# start of Material for the task

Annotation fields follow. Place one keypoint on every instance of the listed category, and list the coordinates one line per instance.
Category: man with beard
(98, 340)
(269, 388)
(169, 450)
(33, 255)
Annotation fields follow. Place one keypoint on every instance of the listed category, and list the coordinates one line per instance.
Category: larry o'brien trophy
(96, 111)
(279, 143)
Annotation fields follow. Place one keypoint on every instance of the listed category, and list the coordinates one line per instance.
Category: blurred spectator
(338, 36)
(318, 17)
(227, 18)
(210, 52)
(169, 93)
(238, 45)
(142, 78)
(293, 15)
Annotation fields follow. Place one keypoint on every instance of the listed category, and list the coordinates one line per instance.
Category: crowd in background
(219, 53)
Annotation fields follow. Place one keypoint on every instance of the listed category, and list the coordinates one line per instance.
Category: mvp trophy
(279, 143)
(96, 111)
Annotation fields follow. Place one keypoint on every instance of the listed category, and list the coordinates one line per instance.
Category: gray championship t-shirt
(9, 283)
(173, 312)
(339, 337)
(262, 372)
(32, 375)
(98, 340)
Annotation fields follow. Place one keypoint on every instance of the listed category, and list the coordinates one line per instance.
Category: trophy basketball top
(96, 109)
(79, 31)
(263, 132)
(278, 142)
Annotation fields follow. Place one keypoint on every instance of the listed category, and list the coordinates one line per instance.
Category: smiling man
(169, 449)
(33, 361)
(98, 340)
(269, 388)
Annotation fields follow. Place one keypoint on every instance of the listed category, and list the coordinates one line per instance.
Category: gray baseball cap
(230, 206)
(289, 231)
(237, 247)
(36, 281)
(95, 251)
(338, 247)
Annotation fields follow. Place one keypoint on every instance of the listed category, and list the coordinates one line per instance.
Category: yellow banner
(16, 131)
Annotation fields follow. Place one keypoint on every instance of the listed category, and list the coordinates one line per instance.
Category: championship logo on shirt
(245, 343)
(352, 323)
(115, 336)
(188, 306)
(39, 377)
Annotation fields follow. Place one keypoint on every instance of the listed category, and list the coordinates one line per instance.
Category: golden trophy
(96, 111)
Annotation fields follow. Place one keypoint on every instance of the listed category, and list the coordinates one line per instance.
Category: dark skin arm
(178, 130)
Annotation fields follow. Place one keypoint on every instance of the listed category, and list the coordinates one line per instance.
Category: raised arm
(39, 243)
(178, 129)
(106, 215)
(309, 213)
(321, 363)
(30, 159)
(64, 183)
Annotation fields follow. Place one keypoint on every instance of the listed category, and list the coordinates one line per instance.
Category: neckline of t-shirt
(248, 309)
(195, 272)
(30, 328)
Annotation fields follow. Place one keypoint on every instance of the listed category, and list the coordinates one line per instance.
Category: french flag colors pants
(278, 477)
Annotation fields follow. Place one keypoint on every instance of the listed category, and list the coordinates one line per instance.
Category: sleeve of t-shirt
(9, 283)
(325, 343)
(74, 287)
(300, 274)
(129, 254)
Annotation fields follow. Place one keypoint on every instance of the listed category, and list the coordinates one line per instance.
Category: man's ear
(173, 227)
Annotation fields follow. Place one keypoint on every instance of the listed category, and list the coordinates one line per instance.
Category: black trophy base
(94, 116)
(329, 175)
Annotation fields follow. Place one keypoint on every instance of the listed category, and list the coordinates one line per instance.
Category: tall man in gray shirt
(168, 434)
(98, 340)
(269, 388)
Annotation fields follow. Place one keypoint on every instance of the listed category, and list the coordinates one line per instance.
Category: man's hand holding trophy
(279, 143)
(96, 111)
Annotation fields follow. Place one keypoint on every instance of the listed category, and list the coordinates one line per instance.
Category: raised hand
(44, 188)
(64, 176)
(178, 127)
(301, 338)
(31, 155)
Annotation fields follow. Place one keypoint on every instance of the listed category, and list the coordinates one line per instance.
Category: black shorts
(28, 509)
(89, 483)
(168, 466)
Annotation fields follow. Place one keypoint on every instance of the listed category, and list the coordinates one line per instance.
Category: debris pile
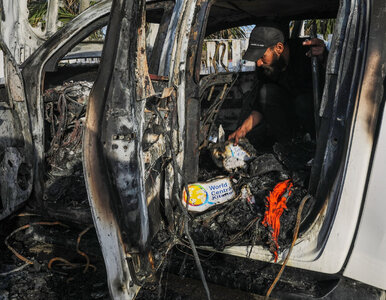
(269, 185)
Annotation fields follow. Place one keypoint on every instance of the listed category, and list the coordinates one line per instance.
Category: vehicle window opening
(65, 96)
(225, 97)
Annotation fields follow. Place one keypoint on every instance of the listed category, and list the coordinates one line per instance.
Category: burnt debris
(239, 221)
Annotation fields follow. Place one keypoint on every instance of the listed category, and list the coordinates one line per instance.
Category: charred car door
(16, 146)
(134, 143)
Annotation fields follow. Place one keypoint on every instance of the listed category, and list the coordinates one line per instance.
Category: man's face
(269, 58)
(271, 62)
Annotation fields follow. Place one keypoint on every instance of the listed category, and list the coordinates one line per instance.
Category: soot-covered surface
(239, 221)
(65, 191)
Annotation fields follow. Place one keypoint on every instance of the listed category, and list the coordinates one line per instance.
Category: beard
(275, 68)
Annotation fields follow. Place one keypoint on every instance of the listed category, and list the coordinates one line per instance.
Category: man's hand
(254, 118)
(317, 47)
(238, 134)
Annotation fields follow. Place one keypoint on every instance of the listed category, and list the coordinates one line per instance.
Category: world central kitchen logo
(208, 194)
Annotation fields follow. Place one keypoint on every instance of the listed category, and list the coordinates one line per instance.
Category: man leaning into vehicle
(283, 100)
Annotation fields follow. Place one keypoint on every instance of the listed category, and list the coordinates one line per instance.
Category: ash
(239, 222)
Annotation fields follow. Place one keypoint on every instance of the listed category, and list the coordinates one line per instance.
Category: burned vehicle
(153, 127)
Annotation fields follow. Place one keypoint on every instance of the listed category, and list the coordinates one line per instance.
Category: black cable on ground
(296, 231)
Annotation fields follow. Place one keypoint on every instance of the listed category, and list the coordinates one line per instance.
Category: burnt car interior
(221, 96)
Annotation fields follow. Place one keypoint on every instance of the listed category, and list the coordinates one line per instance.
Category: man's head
(266, 46)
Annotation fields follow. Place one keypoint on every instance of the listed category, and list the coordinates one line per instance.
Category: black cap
(261, 38)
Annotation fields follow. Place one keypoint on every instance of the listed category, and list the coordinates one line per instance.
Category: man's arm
(254, 118)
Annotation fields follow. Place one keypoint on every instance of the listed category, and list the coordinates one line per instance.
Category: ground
(228, 277)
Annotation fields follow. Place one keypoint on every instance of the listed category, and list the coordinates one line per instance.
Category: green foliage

# end of Material for the task

▸ **Stated problem**
Repeat all of the data above word for word, minus the pictures.

▸ **Solution to the exercise**
Annotation fields follow. Place one keypoint on every instance of the listed category, and list the coordinates one line per instance.
Category: man with beard
(98, 340)
(269, 388)
(169, 450)
(33, 255)
Annotation fields follow. Place one keypoint on every instance of the listed category, and list the coordinates one line per instance.
Category: larry o'brien trophy
(96, 111)
(279, 143)
Annotation fields follow. Place one keypoint on every instance of the listed category, and list the coordinates one line per instance.
Category: blurred spectator
(338, 36)
(318, 17)
(227, 18)
(210, 52)
(169, 93)
(238, 45)
(142, 78)
(293, 15)
Annotation fields follow. Place one keypoint on every instance of the listed category, and list the coordinates one line per instance.
Category: crowd in background
(219, 53)
Annotation fields follow. Place one keypoint on every instance of the listed category, and list the coordinates one line per instance.
Category: mvp trophy
(279, 143)
(96, 111)
Annotation fields follow. Place one keypoint on every instance of the listed category, and list the coordinates one line per instance.
Category: gray championship t-shirt
(9, 283)
(173, 312)
(339, 337)
(262, 372)
(32, 375)
(98, 340)
Annotation fields follow. Place one keypoint on every instance of the listed category, and list the coordinates one line per instance.
Category: trophy basketball top
(96, 109)
(79, 31)
(263, 132)
(278, 142)
Annotation fields follow. Place one keypoint on every instance of the listed category, and list the coordinates one line per instance.
Category: smiling man
(169, 449)
(33, 361)
(98, 340)
(269, 388)
Annotation fields follow. Place one keypoint on every instance of the listed category, and list the coordinates one line per instance.
Category: gray baseball cap
(230, 206)
(289, 231)
(237, 247)
(36, 281)
(95, 251)
(338, 247)
Annotation fields follow. Place one keypoint on every instance of the listed category, and list the coordinates one line per instance.
Category: yellow banner
(16, 131)
Annotation fields follow. Place one keypoint on every instance of the listed category, and list the coordinates one line per instance.
Category: championship logo on shirt
(245, 343)
(352, 323)
(115, 336)
(188, 306)
(39, 377)
Annotation fields follow. Place one keypoint on every instance of the listed category, and list the coordinates one line per instance.
Category: golden trophy
(96, 111)
Annotation fields follow. Place one keypoint on every instance of the listed category, and list the coordinates one line per instance.
Category: dark skin arm
(178, 130)
Annotation fields follow. Place one keypoint on every instance of the listed category, and list the coordinates one line per instance.
Category: raised arm
(39, 243)
(178, 129)
(106, 215)
(309, 213)
(321, 363)
(30, 159)
(64, 183)
Annotation fields follow. Place one keypoint on every instance of the listed category, and list the coordinates one line per instance.
Category: neckline of t-shirt
(248, 309)
(195, 272)
(30, 328)
Annotation fields follow. Place one keypoint on every instance of the listed category, and list the coordinates one line per instance.
Category: french flag colors pants
(278, 477)
Annotation fields follow. Place one keypoint on every instance of the listed category, and list the coordinates one line per instance.
Category: sleeve of t-shirt
(9, 283)
(325, 343)
(74, 287)
(300, 274)
(129, 254)
Annotation fields follow. Place one keypoint on every instance of the listed category, and list the coordinates one line per instance.
Category: man's ear
(173, 227)
Annotation fields follow. Place one keypoint on every instance of the listed category, and list the coordinates one line per instance.
Category: black trophy base
(94, 116)
(329, 175)
Annotation fields follow. Place one keypoint on every instance of the listed category, and list the coordinates one line per instance.
Category: tall man in gray shirt
(168, 434)
(98, 340)
(269, 388)
Annotation fields follow. Place one keypoint on every instance of the listed category, and list the coordinates one line per instance.
Category: man's hand holding trophy
(279, 143)
(96, 111)
Annotation fields follow. Place one keypoint on every instance of the listed category, and list the coordinates one line per instance.
Category: raised hand
(44, 188)
(64, 176)
(178, 127)
(301, 338)
(31, 155)
Annotation fields follow. Place one keypoint on every instance of the listed category, and list the coordinates one line per instance.
Category: black shorts
(28, 509)
(89, 483)
(168, 466)
Annotation fields follow. Place one keypoint on every instance of the listed category, and list the coordinates one line per instance.
Category: debris pile
(269, 185)
Annotation fields follow. Place one keypoint on every instance of the listed category, and list the coordinates one line per instance.
Category: vehicle window opening
(65, 96)
(225, 97)
Annotation fields follow. Place one keypoint on every instance of the listed category, and list the coordinates one line per instance.
Category: burnt debris
(239, 221)
Annotation fields follow. Place one keypoint on every instance of the listed category, and list the coordinates one line per instance.
Category: charred car door
(16, 146)
(134, 143)
Annotation fields follow. Place one keypoint on every instance of the listed category, and list the coordinates one line per instance.
Category: man's face
(269, 58)
(271, 62)
Annotation fields follow. Place one keypoint on every instance of the listed category, and list the coordinates one line per instance.
Category: soot-covered surface
(239, 221)
(65, 191)
Annotation fields follow. Place one keypoint on every instance of the listed category, and list the coordinates one line per instance.
Category: beard
(275, 68)
Annotation fields follow. Place one keypoint on every instance of the listed category, and list the coordinates one line per instance.
Category: man's hand
(254, 118)
(317, 47)
(238, 134)
Annotation fields follow. Place one keypoint on every instance of the listed category, and list the coordinates one line per instance.
Category: world central kitchen logo
(208, 194)
Annotation fields follow. Place one keypoint on every instance of the listed category, and list the coordinates one line per instance.
Category: man leaning into vehicle
(283, 100)
Annotation fields follow. Place one keypoint on every instance of the listed category, and list the coordinates one line per instance.
Category: ash
(239, 222)
Annotation fields follow. Place one keypoint on every instance of the listed category, and list the coordinates one line per instance.
Category: burned vehicle
(153, 127)
Annotation fields follow. Place one keypoint on every instance of the listed category, and list the coordinates one line per instance.
Category: black cable on ground
(296, 231)
Annotation fields follow. Place one keypoint on every instance of the listed category, and list the coordinates one line per instance.
Category: burnt car interior
(221, 96)
Annotation fields follow. Place one keypoint on every instance of the listed category, and list the coordinates one line per instance.
Category: man's head
(266, 46)
Annotation fields follow. Place one keypoint on every instance of the listed category, and list the coordinates one line per instance.
Category: black cap
(261, 38)
Annotation fields follow. Place one keypoint on every instance of the listed category, and list the coordinates one line per instance.
Category: man's arm
(254, 118)
Annotation fields follow. Place one keypoint on every instance of the listed category, and list the coordinates one line per instance.
Category: ground
(228, 277)
Annotation fields follow. Place one keypoint on every instance of the listed category, and list the coordinates one line per instance.
Category: green foliage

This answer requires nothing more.